▸ What you are asked to do:
Print every item below word for word, with no changes.

Coordinate labeling data
▼▼▼
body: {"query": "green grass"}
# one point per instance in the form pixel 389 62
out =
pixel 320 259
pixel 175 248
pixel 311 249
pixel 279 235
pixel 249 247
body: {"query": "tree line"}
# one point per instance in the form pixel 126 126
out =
▲▲▲
▸ Solution below:
body: {"query": "green grass"}
# one point per instance in the form pixel 389 62
out =
pixel 320 259
pixel 175 248
pixel 311 249
pixel 279 235
pixel 249 247
body: {"query": "tree line"}
# one point per instance in the form pixel 126 126
out =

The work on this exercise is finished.